What you need to do: When you reach the line containing "instance of van" in the entries below, repeat it and each line after it exactly until the entries end.
[[ Available records, beginning ]]
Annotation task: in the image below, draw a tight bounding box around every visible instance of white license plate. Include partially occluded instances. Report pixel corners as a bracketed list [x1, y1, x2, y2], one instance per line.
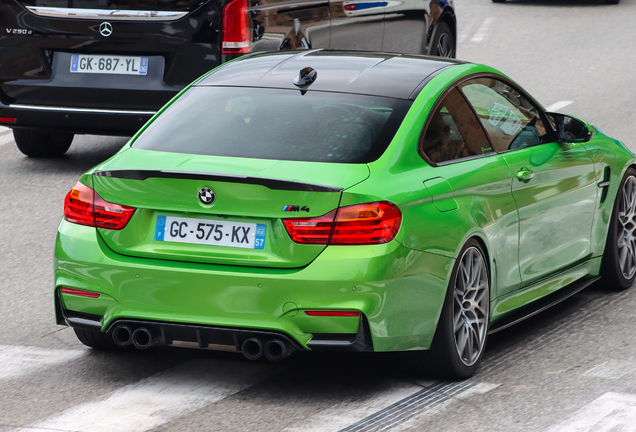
[154, 216, 266, 249]
[70, 54, 148, 75]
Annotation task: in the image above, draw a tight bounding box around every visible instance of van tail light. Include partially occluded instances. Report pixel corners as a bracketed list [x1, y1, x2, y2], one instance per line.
[64, 181, 136, 230]
[283, 202, 402, 245]
[222, 0, 251, 54]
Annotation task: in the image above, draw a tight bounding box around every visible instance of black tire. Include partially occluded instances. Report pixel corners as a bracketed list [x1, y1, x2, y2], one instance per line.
[429, 21, 455, 59]
[492, 0, 506, 3]
[401, 239, 490, 379]
[604, 0, 619, 4]
[13, 128, 73, 157]
[74, 328, 119, 350]
[602, 168, 636, 290]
[[ Available records, end ]]
Exercise answer:
Annotation task: in the image above, draw a tight bounding box around every visible instance of van tail light. Include partially occluded instances. Report pixel corners as a bracketed list [x1, y1, x2, y2], one instance per line.
[64, 181, 136, 230]
[283, 202, 402, 245]
[222, 0, 251, 54]
Annotation task: in the image above, draw a tight bounding box around every visible instance of black tire. Include partially occluded instances. Report pixel corners as a bracketed list [x1, y1, x2, y2], one instance per line.
[429, 21, 455, 59]
[492, 0, 506, 3]
[401, 239, 490, 379]
[604, 0, 619, 4]
[13, 128, 73, 157]
[74, 328, 119, 350]
[602, 168, 636, 290]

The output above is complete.